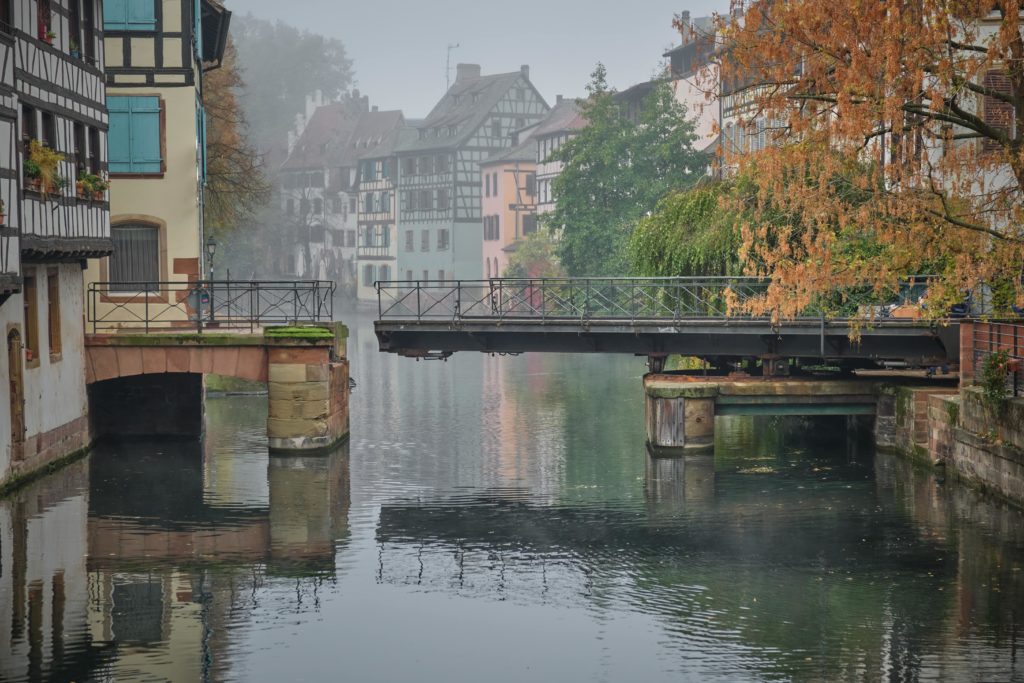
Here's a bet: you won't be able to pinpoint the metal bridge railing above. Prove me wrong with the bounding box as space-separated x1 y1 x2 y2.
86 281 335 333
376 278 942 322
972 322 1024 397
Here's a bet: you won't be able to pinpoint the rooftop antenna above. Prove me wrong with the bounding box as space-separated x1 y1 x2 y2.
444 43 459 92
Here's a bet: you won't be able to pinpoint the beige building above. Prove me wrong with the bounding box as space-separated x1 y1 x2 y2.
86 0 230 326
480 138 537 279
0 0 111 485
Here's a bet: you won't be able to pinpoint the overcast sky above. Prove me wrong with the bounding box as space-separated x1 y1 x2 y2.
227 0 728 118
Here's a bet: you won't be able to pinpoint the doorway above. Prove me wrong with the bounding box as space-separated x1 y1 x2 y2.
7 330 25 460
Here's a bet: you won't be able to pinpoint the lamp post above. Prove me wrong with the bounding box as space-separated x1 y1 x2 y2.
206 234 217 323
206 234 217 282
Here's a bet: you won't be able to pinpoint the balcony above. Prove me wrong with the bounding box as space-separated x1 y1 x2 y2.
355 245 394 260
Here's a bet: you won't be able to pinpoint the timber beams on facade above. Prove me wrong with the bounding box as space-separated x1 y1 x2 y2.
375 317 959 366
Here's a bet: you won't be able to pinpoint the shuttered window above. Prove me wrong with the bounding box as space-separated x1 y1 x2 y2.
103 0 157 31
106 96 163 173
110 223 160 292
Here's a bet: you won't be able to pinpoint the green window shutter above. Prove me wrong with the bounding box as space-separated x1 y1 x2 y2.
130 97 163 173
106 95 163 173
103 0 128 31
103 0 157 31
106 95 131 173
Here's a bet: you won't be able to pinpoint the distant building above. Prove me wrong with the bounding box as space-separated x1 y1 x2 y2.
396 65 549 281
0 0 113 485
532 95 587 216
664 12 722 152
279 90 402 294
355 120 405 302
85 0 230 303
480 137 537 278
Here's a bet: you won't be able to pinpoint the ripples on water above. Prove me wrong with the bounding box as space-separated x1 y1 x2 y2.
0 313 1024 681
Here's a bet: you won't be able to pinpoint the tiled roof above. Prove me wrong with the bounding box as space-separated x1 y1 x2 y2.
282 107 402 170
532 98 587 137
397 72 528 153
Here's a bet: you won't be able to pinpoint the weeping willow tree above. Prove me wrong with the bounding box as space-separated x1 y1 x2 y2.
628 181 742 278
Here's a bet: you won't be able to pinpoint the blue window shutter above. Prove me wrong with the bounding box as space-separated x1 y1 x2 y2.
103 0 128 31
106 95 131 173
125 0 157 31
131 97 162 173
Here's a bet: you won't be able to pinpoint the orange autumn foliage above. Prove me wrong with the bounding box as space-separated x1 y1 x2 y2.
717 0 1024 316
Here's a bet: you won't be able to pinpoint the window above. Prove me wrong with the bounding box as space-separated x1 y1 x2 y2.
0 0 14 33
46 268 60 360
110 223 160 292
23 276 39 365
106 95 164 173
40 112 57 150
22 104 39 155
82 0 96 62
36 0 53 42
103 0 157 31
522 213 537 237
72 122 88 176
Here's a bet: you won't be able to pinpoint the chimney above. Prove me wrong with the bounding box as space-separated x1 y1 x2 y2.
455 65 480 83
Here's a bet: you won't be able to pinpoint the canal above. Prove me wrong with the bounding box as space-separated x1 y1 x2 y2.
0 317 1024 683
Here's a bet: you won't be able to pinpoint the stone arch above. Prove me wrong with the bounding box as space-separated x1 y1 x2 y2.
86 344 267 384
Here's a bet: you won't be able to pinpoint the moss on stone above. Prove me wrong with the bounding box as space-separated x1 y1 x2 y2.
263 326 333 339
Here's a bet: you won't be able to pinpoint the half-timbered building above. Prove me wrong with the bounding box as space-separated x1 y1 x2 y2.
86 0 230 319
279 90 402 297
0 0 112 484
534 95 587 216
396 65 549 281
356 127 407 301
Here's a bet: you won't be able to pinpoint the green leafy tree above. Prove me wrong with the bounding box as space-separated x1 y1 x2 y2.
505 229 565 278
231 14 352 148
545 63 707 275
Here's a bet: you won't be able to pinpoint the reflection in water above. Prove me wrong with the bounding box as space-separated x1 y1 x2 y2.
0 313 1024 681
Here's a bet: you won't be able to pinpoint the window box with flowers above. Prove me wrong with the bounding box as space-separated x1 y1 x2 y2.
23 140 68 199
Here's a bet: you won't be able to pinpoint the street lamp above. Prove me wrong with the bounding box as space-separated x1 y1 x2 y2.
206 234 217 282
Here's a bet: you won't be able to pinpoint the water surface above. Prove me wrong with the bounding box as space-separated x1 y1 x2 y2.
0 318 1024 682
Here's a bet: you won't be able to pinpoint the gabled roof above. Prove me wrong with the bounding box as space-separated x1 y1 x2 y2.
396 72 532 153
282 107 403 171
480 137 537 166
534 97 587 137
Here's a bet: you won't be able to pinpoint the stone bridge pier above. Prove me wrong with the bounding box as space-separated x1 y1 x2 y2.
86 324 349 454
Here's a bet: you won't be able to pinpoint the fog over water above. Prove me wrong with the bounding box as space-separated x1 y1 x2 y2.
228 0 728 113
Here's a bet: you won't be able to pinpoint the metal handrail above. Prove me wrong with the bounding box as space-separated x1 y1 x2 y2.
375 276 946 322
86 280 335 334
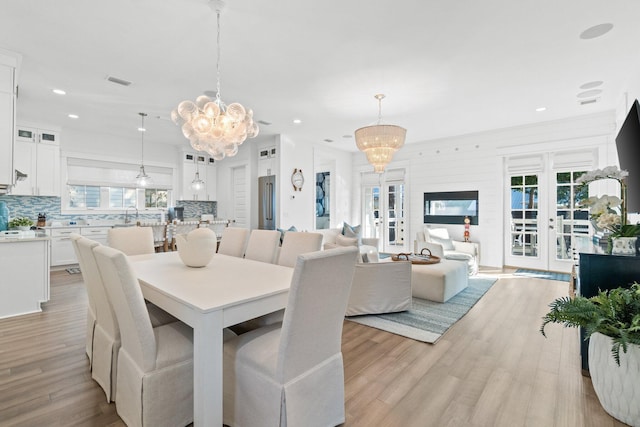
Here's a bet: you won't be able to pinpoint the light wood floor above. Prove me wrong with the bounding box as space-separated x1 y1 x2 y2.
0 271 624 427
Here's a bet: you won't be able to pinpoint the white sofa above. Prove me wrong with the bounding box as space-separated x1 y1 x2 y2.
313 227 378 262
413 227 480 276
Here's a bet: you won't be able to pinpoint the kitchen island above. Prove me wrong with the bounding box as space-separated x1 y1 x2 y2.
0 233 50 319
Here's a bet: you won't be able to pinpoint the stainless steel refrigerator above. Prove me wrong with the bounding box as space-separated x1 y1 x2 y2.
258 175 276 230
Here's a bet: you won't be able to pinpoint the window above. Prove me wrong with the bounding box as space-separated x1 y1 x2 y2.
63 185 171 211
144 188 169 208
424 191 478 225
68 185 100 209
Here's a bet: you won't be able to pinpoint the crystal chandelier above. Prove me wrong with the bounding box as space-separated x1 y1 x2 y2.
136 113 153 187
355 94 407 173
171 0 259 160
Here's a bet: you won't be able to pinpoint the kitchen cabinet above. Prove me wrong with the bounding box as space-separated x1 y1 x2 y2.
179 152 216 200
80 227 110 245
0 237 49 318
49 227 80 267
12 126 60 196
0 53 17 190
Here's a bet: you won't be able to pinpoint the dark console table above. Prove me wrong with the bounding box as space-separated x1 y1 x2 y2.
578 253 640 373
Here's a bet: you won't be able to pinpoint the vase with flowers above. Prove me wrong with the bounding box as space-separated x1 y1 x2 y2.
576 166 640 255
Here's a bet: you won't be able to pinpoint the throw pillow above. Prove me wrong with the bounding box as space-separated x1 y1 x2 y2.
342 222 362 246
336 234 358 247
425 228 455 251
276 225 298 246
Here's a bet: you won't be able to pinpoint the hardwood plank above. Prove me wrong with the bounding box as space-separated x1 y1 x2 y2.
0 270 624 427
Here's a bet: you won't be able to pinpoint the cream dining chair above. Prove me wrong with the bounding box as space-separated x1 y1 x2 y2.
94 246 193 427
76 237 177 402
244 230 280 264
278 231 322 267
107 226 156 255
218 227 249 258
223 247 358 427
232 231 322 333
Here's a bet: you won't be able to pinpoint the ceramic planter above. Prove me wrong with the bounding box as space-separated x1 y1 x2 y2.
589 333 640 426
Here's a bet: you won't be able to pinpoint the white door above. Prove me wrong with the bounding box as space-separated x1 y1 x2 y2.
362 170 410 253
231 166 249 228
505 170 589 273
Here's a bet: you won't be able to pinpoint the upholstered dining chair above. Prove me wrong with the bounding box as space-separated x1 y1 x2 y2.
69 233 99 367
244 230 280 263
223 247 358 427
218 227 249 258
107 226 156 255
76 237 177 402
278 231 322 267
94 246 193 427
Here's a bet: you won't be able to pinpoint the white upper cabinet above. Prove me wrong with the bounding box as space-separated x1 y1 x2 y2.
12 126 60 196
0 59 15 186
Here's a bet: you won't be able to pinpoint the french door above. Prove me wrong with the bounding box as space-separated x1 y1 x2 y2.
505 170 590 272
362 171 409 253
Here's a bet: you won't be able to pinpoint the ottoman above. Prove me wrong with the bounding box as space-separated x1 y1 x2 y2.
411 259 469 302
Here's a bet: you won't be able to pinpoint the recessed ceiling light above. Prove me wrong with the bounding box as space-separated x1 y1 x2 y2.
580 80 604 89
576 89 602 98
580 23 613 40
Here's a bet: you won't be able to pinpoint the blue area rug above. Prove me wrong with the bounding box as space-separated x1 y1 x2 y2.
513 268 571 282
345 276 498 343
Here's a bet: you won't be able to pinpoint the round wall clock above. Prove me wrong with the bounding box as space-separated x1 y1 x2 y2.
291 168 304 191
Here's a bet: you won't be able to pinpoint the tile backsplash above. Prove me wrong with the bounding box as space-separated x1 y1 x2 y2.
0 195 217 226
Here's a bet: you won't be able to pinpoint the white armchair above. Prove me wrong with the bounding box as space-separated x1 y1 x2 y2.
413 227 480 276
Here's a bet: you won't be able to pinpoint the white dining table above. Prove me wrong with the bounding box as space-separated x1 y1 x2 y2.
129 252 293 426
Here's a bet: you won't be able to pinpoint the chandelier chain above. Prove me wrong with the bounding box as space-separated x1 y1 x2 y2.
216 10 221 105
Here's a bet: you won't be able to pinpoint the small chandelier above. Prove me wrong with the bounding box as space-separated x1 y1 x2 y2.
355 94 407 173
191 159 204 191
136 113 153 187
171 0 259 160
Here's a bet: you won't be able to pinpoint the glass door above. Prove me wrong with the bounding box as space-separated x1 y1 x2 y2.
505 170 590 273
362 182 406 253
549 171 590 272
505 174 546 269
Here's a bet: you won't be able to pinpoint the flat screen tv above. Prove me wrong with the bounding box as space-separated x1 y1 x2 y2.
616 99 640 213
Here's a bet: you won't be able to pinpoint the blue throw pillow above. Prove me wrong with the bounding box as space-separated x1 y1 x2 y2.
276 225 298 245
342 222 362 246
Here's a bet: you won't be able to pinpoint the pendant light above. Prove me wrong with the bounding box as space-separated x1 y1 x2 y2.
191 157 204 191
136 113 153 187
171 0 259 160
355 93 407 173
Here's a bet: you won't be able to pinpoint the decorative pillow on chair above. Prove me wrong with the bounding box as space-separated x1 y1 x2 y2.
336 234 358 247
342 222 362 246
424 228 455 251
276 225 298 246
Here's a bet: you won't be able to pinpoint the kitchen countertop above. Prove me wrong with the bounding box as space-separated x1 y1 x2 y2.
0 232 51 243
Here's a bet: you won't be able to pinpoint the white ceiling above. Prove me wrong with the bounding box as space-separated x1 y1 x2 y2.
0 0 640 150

__Stated exercise__: Please write out the listing above word for word, from its beginning through the line that contains "227 0 728 118", with that line included, and leave the pictures out.

__Solution__:
Here's a bet: you won't be able to pinpoint the metal bridge railing above. Prove me wrong with the bounding box as space-separated x1 y1 x2 y2.
86 281 335 333
376 278 942 322
972 322 1024 397
Here's a bet: you won't be able to pinpoint the rooftop antenna above. Prove me wrong with the bounding box as space-separated x1 y1 x2 y2.
444 43 459 92
Here's a bet: you won't be able to pinpoint the beige building above. Prove me wrong with the bounding box as space-separated x1 y1 x2 y2.
86 0 230 326
480 138 537 279
0 0 111 485
Here's a bet: you won't be able to pinpoint the overcast sky above. Prove me wrong with the bounding box as space-separated x1 y1 x2 y2.
227 0 728 118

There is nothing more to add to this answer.